Testo del documento —
A ventun anni la carriera di un tennista arriva al secondo spartiacque. Il primo è l’esordio tra i professionisti, il secondo è il momento del “salto di qualità”. Ora… non riuscire a fare risultato entro i 21 in sè vuol dire poco: c’è chi esplode dopo e fa cose notevoli. Federer, tanto per fare un nome, aveva quasi ventun anni quando è entrato per la prima volta nei Top Ten. Tuttavia il mondo del tennis è crudele e se non fai in fretta rischi di vedere la tua carriera stritolata dalle tre A: addetti ai lavori (che ti danno per morto anzitempo), appassionati (che non ti seguono più) e aziende (che sponsorizzano qualcun altro più alla moda). Ecco, quest’anno i giovani si sono dati una mossa. Non tutti, c’è da dire: Dimitrov ha combinato pochino e Berankis ha addirittura peggiorato la sua classifica, ma tra le grandi speranze in tanti han fatto risultati.
Quello che ha fatto meglio in termini di classifica è stato Kei Nishikori, quello che invece delle tre A aveva le tre B: bollettierano, bradentoniano e bombardiere. A 18 anni appena fatti aveva vinto a Delray Beach entrando nei 100 e scalzando Matsuoka dalla storia del tennis giapponese. Poi per un anno il suo gomito ha fatto i capricci e si è ritrovato praticamente senza ranking: la risalita del 2010 è stata lentissima e già qualcuno sussurrava “Non tornerà come prima”. Invece, nel 2011, anche senza vincere titoli il giapponesino ha colto due finali (Houston e Basilea) inframmezzate da una semifinale a Shanghai. Tra le vittime stagionali Tsonga e, udite udite, Novak Djokovic. Ora è il numero 25 delle classifiche e hi lo incontra dovrà stare in campana il prossimo anno.
Meno attesa era decisamente l’esplosione di Milos Raonic. Il canadese, infatti, vantava un best ranking juniores al numero 35 e non aveva neanche l’attenuante di tanti pro, ovvero “L’ha ottenuto a 16 anni, poi è passato tra i grandi”, perché di anni ne aveva quasi 18. Beh, la sua miglior classifica da pro, a 20 anni, è il numero 25, conseguenza di un inizio di stagione fulminante: ottavi agli Australian Open (battendo Youzhny), primo titolo a San Josè e finale a Memphis, eliminando due volte il povero Verdasco e arrendendosi soltanto a Roddick. Il giovane tennista di origine montenegrina ha avuto meno acuti nel resto dell’anno (centrando pur sempre due semifinali ad Estoril e Stoccolma) ma può certo dirsi soddisfatto della sua stagione. Peraltro, pur avendo una certa attitudine al bombardamento (tira comodini di diritto e, checchè se ne dica, anche di rovescio) la mano non è quadrata e qualche volta prova il gioco di volo.

Dati grezzi —
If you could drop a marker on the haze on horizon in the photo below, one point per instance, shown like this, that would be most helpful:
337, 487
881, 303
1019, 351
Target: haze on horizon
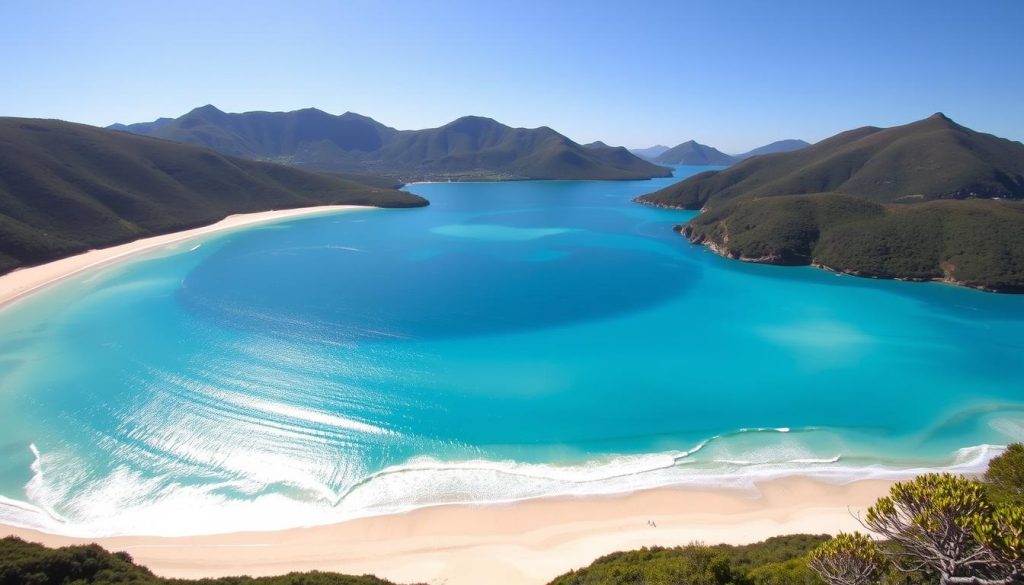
734, 76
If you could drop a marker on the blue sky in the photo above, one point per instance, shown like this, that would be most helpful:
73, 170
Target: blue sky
733, 75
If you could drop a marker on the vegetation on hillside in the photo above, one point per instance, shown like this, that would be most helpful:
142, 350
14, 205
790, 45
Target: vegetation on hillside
786, 145
69, 187
919, 202
976, 243
944, 527
937, 530
32, 563
470, 148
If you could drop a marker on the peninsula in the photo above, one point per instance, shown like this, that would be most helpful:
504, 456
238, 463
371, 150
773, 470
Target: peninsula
931, 200
471, 148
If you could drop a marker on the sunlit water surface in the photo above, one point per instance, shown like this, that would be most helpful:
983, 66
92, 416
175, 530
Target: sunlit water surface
511, 340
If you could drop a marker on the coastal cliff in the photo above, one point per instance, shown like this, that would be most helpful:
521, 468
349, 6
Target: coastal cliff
929, 201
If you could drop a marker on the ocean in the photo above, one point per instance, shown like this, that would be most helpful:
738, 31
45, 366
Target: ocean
513, 340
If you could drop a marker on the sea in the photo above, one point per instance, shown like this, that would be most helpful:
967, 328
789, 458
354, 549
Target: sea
512, 340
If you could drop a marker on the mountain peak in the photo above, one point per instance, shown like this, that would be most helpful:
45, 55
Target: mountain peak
208, 109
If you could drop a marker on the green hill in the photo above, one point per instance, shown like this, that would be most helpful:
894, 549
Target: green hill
934, 158
650, 153
69, 187
777, 147
28, 562
692, 153
470, 148
920, 202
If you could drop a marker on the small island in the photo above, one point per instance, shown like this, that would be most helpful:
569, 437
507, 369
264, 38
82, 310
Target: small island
929, 201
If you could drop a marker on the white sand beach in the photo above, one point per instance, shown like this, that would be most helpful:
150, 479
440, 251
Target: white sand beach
525, 543
25, 281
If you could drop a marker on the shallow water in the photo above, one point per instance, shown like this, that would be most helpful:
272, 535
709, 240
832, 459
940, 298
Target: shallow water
511, 340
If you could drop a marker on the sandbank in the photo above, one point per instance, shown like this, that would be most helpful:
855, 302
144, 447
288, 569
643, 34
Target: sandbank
522, 543
23, 282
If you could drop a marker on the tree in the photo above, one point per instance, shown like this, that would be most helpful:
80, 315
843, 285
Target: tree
847, 559
1005, 477
944, 524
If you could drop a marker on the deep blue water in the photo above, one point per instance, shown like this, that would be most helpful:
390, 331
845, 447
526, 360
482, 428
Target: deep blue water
511, 340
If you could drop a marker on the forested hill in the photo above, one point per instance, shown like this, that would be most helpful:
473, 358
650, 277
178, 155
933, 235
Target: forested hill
69, 187
931, 200
470, 148
692, 153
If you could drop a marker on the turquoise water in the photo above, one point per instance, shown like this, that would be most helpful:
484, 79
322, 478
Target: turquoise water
512, 340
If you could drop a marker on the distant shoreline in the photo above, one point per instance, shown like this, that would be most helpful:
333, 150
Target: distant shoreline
24, 282
522, 543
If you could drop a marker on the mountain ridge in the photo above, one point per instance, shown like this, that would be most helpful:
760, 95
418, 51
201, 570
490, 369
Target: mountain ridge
69, 187
468, 148
693, 153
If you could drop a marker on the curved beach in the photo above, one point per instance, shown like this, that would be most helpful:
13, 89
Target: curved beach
523, 543
235, 400
22, 282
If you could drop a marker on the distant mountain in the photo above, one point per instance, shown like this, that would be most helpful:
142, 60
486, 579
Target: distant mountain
691, 153
650, 153
878, 202
68, 187
777, 147
468, 148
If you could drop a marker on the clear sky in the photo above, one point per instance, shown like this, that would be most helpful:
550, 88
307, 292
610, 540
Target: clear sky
731, 74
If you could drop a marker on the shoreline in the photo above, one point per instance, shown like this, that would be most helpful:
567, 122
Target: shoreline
522, 543
23, 282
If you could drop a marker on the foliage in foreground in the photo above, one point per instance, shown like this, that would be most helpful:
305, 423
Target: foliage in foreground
32, 563
777, 560
941, 525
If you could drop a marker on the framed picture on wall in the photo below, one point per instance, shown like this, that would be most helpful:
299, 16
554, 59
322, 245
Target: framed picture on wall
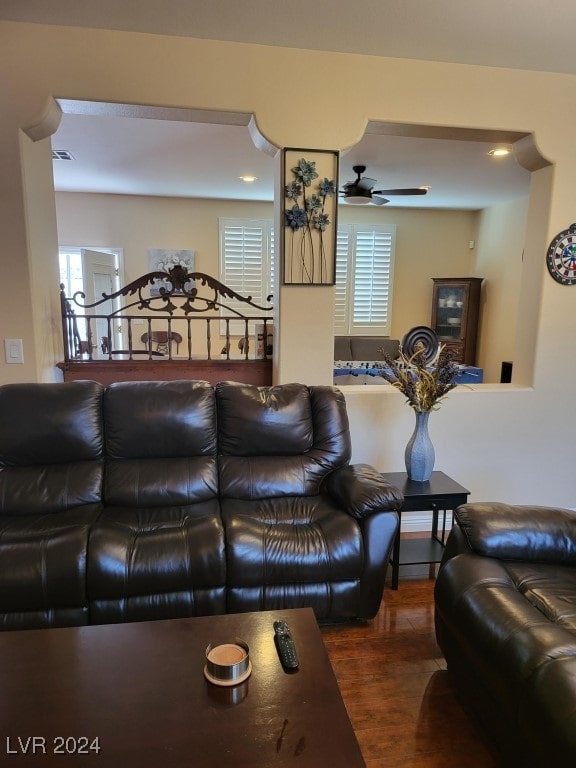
309, 210
163, 260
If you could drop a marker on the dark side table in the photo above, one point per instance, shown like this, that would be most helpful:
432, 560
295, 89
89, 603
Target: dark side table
439, 494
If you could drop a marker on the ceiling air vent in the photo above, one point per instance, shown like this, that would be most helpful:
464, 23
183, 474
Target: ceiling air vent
61, 154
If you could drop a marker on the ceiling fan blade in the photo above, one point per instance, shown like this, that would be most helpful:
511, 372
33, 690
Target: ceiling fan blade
365, 183
412, 191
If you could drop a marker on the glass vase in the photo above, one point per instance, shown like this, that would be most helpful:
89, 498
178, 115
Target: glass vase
419, 454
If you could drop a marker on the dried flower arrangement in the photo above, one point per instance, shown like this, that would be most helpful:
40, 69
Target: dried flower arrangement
424, 385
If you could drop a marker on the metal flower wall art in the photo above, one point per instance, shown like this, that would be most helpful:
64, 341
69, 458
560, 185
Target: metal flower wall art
310, 218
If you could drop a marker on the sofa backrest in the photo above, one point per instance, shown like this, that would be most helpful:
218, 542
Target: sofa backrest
279, 440
365, 348
51, 447
160, 441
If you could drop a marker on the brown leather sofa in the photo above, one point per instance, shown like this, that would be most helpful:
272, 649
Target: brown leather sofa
505, 602
151, 500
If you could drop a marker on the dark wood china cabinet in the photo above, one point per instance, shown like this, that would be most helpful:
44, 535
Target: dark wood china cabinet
455, 313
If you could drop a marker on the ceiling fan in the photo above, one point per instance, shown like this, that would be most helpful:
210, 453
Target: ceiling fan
361, 191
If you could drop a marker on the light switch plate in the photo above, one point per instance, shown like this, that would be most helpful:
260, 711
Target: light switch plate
13, 350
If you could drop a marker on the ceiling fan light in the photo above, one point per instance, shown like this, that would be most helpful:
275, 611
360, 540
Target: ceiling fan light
357, 199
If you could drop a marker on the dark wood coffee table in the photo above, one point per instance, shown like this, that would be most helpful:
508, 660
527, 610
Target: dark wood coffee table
135, 695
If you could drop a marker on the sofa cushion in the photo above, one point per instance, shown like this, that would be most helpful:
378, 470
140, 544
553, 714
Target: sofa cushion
272, 421
279, 441
51, 444
290, 552
160, 562
161, 442
369, 348
43, 573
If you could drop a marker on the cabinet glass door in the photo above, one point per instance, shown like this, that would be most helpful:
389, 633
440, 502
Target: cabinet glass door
450, 304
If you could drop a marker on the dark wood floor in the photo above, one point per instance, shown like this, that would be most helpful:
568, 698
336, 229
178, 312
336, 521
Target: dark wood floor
396, 688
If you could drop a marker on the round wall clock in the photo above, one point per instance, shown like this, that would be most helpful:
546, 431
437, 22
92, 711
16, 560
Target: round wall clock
561, 256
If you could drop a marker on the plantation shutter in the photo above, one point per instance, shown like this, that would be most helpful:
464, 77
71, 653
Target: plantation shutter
372, 280
246, 260
364, 279
343, 258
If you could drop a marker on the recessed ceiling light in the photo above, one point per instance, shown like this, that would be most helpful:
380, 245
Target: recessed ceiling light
61, 154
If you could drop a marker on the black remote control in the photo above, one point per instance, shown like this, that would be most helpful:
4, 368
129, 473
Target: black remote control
285, 645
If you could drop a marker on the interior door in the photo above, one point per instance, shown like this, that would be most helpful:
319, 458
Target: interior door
100, 272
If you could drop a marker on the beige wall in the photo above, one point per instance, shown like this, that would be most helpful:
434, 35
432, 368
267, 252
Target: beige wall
498, 259
494, 440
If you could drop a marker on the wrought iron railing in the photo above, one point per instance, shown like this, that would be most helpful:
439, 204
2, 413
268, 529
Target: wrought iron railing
159, 311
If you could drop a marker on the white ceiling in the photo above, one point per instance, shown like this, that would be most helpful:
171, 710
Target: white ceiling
142, 156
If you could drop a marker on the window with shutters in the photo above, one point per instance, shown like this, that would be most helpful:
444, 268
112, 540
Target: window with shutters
364, 279
364, 271
247, 261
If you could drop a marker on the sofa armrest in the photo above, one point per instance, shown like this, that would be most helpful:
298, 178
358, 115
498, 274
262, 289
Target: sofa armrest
514, 532
361, 490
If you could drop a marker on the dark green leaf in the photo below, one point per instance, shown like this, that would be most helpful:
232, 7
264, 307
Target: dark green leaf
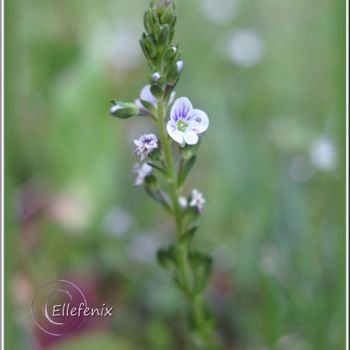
185, 169
187, 237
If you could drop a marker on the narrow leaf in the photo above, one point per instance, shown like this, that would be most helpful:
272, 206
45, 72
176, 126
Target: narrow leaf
185, 169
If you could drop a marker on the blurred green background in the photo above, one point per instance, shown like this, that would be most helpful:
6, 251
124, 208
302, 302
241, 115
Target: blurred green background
270, 75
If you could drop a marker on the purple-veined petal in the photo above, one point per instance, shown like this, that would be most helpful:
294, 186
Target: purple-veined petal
198, 121
181, 108
190, 137
146, 95
175, 134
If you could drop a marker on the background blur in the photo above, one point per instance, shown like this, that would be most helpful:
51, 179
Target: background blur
270, 76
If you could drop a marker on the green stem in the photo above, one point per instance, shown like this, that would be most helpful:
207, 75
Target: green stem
195, 301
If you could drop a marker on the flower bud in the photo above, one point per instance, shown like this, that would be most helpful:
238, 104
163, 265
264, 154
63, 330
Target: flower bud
180, 65
155, 76
156, 90
124, 110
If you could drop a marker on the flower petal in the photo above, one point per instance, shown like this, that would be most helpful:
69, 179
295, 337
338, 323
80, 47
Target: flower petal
146, 95
181, 108
190, 137
198, 121
175, 134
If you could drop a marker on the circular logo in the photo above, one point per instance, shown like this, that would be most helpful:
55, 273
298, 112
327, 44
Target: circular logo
57, 308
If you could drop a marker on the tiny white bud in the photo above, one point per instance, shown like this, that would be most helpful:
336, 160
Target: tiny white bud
182, 202
155, 76
114, 108
180, 65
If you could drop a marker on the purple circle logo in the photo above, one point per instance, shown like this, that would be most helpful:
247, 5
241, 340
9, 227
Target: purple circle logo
58, 308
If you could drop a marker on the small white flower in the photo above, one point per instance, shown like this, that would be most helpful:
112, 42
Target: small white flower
141, 171
183, 202
114, 108
186, 123
197, 200
145, 144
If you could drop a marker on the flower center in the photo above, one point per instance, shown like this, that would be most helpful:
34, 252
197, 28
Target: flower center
181, 125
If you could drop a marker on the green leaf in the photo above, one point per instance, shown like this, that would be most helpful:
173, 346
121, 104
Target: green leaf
185, 169
124, 109
164, 35
187, 237
167, 257
149, 47
201, 266
160, 197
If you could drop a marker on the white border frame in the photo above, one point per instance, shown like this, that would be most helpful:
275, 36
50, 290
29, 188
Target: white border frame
2, 174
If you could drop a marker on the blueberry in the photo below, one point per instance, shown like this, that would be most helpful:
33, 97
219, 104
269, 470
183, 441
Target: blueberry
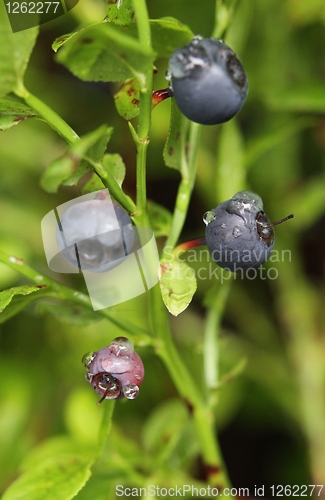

Cosa occorre — Trascriva il tratto del testo sui giovani tennisti che va da "Quello che ha" fino a "il prossimo anno.", sostituendo "giapponesino" con "nipponico".

Risposta —
Quello che ha fatto meglio in termini di classifica è stato Kei Nishikori, quello che invece delle tre A aveva le tre B: bollettierano, bradentoniano e bombardiere. A 18 anni appena fatti aveva vinto a Delray Beach entrando nei 100 e scalzando Matsuoka dalla storia del tennis giapponese. Poi per un anno il suo gomito ha fatto i capricci e si è ritrovato praticamente senza ranking: la risalita del 2010 è stata lentissima e già qualcuno sussurrava “Non tornerà come prima”. Invece, nel 2011, anche senza vincere titoli il nipponico ha colto due finali (Houston e Basilea) inframmezzate da una semifinale a Shanghai. Tra le vittime stagionali Tsonga e, udite udite, Novak Djokovic. Ora è il numero 25 delle classifiche e hi lo incontra dovrà stare in campana il prossimo anno.